++++ Page excerpt

If you ARE having trouble paying your bills, ask yourself what you plan to do when you CAN pay them. THAT’s what you really want.
Here’s where this really hit home for me.
When I was deep in debt and on the verge of bankruptcy, I embraced the classic goal-setting literature (Stephen Covey, Brian Tracy, Jim Rohn, etc). I worked very hard on articulating both long and short term goals, attaching pictures to them, writing an overall vision statement, prioritizing it all, and then isolating my single most important mission in life.
Initially it was to amass a large sum of money. Very large. Because I couldn’t see how I could possibly accomplish all my other goals without it. Even health and relationship goals seemed to pale in comparison, as crazy as that sounds coming from a psychologist… that’s what soul-crushing debt can do to you. (Note: it’s very easy to SAY we should put health and relationships before money… everyone knows you should. But how many of us, especially on the brink of financial ruin, actually DO it if we’re really honest?)
Well, in order to really “stamp in the blueprint” into my psychology, I decided I was going to write out all my goals 10 times each day in the exact prioritized order, and the do some free-associative journaling to identify obstacles and opportunities.
The strangest thing happened.
At first, the financial goal seemed like it really DID belong in first position. After all, the wolves were at the door, we were firing employees left and right, borrowing as much as we possibly could (not only from banks but from friends and family), and barely sleeping.
But one day I noticed that the goals refused to stay in the “right” order in my memory. Some of the health and relationship goals were moving up the list, and I simply couldn’t recall the others until I had written those down. It got to the point that I had to actually go back to my original written document because I couldn’t finish the list, even though I’d written it a hundred times.

++++++++
++++ Record list

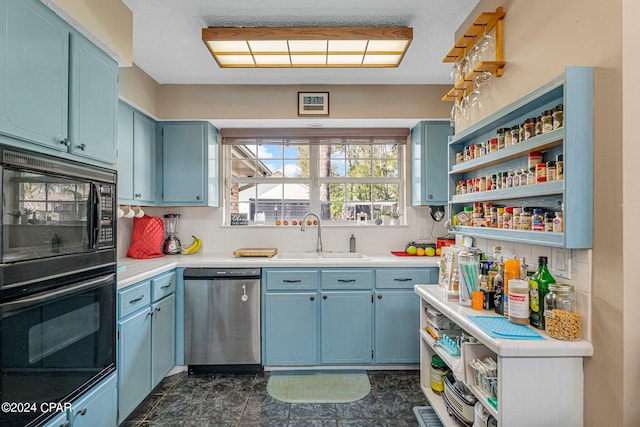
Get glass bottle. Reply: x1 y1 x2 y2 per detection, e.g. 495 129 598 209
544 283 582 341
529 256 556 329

++++++++
++++ Record list

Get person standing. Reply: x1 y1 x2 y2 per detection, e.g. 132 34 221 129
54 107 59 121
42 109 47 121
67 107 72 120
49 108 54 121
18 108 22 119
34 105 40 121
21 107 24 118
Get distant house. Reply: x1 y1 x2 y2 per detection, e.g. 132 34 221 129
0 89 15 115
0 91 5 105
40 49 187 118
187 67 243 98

++++++++

*Exercise goal*: Summarize the debt and goal-setting passage in two sentences.

*Output below*: The writer, a psychologist, advises people who are struggling to pay their bills to ask what they plan to do once they can pay them, and recalls that, while deep in debt and near bankruptcy, the writer ranked amassing a large sum of money as the top life goal and wrote out all the goals ten times a day in that prioritized order. Although the financial goal at first seemed to belong in first position, the goals eventually refused to stay in that order in the writer's memory: health and relationship goals moved up the list, and the writer had to return to the original document to finish it.